Pointing dataset records
====

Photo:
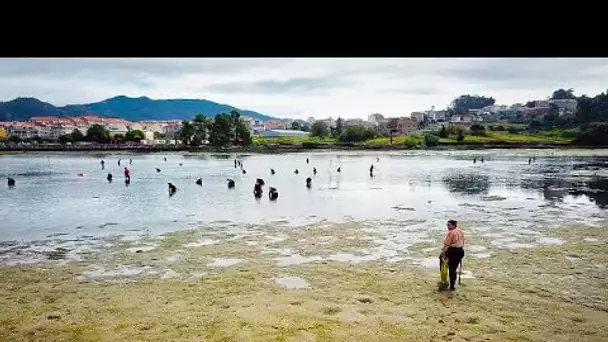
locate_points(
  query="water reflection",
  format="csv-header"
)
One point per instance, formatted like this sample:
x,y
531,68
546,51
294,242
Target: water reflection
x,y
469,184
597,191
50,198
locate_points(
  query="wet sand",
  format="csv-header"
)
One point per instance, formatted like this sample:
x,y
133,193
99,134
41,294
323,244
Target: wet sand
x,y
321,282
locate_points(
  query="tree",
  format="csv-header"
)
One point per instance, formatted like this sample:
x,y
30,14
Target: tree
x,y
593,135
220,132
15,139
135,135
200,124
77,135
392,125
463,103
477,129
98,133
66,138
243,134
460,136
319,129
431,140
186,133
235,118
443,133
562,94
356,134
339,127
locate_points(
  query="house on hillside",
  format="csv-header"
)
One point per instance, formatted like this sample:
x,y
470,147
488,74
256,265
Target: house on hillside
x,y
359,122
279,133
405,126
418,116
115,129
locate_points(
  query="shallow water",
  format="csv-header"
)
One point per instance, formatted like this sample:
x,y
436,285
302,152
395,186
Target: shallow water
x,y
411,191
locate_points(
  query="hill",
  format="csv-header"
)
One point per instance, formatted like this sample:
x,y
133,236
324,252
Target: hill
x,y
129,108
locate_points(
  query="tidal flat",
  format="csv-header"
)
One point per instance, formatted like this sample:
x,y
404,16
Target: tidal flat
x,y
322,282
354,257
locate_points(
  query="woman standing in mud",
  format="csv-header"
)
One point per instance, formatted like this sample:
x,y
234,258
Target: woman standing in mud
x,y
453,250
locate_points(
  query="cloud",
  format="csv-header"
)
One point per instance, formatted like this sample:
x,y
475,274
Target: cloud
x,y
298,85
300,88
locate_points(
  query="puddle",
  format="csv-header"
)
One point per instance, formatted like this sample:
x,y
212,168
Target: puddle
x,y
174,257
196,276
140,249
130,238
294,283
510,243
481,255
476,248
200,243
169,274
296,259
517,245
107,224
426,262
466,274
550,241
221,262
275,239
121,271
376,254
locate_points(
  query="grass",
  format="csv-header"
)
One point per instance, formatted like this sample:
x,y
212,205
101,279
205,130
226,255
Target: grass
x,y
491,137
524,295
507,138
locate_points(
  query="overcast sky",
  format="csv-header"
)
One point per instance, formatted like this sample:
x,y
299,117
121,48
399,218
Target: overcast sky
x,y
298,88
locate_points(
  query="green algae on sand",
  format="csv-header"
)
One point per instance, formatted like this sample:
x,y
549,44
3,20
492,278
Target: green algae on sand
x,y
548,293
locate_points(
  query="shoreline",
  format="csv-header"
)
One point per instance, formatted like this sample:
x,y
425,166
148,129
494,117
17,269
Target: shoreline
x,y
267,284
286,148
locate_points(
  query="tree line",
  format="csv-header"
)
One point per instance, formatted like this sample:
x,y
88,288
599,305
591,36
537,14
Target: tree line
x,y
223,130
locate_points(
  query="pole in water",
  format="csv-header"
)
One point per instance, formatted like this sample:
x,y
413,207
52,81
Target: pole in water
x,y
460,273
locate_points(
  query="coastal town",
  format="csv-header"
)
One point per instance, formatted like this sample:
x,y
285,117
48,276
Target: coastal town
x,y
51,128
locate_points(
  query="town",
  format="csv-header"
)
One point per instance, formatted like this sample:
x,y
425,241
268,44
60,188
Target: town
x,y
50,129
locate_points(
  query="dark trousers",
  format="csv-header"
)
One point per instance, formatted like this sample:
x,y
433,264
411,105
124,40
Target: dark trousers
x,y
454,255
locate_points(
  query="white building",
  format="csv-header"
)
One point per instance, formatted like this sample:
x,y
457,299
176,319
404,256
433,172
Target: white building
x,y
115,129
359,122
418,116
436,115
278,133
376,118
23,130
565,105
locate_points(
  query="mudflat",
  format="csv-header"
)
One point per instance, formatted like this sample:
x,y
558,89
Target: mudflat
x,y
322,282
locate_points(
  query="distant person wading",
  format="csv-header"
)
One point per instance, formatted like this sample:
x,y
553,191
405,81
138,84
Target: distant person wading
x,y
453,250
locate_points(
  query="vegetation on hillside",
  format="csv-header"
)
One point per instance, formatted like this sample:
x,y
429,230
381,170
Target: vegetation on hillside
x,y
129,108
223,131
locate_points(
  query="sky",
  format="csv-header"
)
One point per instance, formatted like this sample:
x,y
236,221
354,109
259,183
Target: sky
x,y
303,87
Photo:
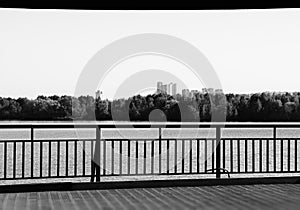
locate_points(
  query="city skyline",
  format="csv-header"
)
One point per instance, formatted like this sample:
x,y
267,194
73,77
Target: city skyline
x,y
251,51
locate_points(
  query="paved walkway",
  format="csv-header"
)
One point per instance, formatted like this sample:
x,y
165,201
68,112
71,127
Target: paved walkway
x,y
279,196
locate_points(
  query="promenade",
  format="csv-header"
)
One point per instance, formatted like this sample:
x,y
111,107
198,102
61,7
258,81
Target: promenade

====

**WHAT YOU ARE ASKED TO DO**
Quote the material in full and exactly; do not carry over its pictures.

**WRITTEN SOLUTION**
Photo:
locate_points(
  query="water reflection",
  format="csv-header"
)
One point per instance, formatted like this sample:
x,y
531,68
546,51
294,242
Target: water reflection
x,y
469,184
597,191
50,198
locate_points(
  query="wet sand",
  format="csv-header"
)
One point per instance, formatted like this sample:
x,y
133,193
99,134
41,294
323,244
Target: wet sand
x,y
321,282
locate_points(
  query="tree",
  format="csv-header"
)
One point per instance, formatted like this sample:
x,y
30,14
Target: tree
x,y
593,135
220,132
15,139
135,135
200,124
77,135
392,125
463,103
477,129
98,133
66,138
243,134
460,136
319,129
431,140
186,133
235,118
443,133
562,94
356,134
339,127
locate_points(
  query="house on hillside",
  format="csv-header"
)
One point per instance, formatted like this sample:
x,y
470,147
488,74
256,265
Target: house on hillside
x,y
359,122
279,133
405,126
418,116
115,129
locate_points(
  query="shallow water",
  format="csv-header"
)
One point per instance, formatted like this sample:
x,y
436,285
302,152
395,186
Target: shallow water
x,y
411,191
locate_points(
  query="hill",
  format="csv-header"
)
One point per instance, formatted like this sample:
x,y
133,236
324,252
Target: hill
x,y
129,108
locate_points(
  query="tidal flat",
  format="csv-header"
)
One point per instance, formatted like this sample:
x,y
404,16
Target: tidal flat
x,y
322,282
354,257
locate_points(
  query="woman standing in mud",
  format="csv-header"
)
One point per instance, formatted like this sample:
x,y
234,258
Target: woman standing in mud
x,y
453,250
locate_points(
  query="cloud",
  format="csv-header"
)
One point per instance, formatted like this sample:
x,y
475,274
Target: cloud
x,y
298,85
300,88
locate_points(
  query="puddle",
  format="csv-header"
)
One point per instance, formatted like this sample:
x,y
212,168
Target: puddle
x,y
174,257
196,276
140,249
130,238
294,283
510,243
481,255
476,248
200,243
169,274
296,259
517,245
107,224
426,262
466,274
550,241
221,262
275,239
121,271
376,254
locate_points(
  query="grass",
  format="csv-header"
)
One point per instance, formatted like this sample:
x,y
212,205
101,279
205,130
226,255
Target: grass
x,y
491,137
524,295
507,138
locate_points(
  query="overcast sky",
  format="csv-header"
)
One point per instance, formatted like this sample:
x,y
299,117
121,48
399,218
Target: overcast sky
x,y
298,88
locate_points(
  query="green algae on sand",
  format="csv-header"
)
One point per instance, formatted like this sample:
x,y
549,44
3,20
492,278
Target: green algae on sand
x,y
548,293
locate_points(
  query="shoreline",
  format="csv-header"
)
One point per instance, formatted like this sample:
x,y
425,166
148,129
494,117
17,269
Target: shoreline
x,y
267,284
286,148
locate_points(
  query="tree line",
  format="csv-header"
)
One point per instance, formatted like this sample:
x,y
88,288
599,305
591,36
537,14
Target: tree line
x,y
223,130
locate_points(
  query="pole in water",
  format="csv-header"
)
One point per instance, formatted like this sample:
x,y
413,207
52,81
Target: pole in water
x,y
460,273
locate_points(
  query="coastal town",
  format="csv-header"
)
One point per instance, formatted like this sample:
x,y
285,117
48,276
Target: coastal town
x,y
51,128
locate_points(
  query="town",
  format="csv-header"
)
One point per instance, formatted like this sample:
x,y
425,241
268,44
60,188
Target: town
x,y
50,129
locate_points(
  query="dark trousers",
  format="csv-header"
)
One point per instance, formatted like this sample:
x,y
433,264
411,105
124,40
Target: dark trousers
x,y
454,255
locate_points(
  query="white building",
  format="csv-header"
)
One point per instance, formatted like this sample:
x,y
457,299
176,319
404,256
433,172
Target: white building
x,y
115,129
359,122
418,116
436,115
278,133
376,118
23,130
565,105
locate_points(
  query="mudflat",
  format="csv-header"
)
One point per instance, formatted like this sample:
x,y
558,89
Target: mudflat
x,y
322,282
locate_points(
  query="distant person wading",
  format="csv-header"
)
One point per instance, formatted like this sample:
x,y
553,191
405,81
138,84
Target: distant person wading
x,y
453,250
locate_points(
  query="vegetation on hillside",
  format="csv-header"
)
One point per instance, formatted like this sample:
x,y
429,230
381,170
Target: vegetation on hillside
x,y
129,108
223,131
locate_points(
  query="sky",
  format="csv-header"
)
One point per instance, formatted like this sample:
x,y
236,221
354,109
259,183
Target: sky
x,y
303,87
Photo:
locate_points(
  query="city skyline",
  format="csv-header"
)
One point per instance, formatted like this sample:
x,y
267,194
73,77
Target: city skyline
x,y
251,51
locate_points(
  query="paved walkway",
  format="csv-header"
)
One point per instance, formatted like this sample:
x,y
165,201
68,112
71,127
Target: paved walkway
x,y
279,196
locate_points(
  query="promenade",
  format="csv-header"
)
One point per instance, formatted like this sample:
x,y
111,107
198,102
61,7
258,81
Target: promenade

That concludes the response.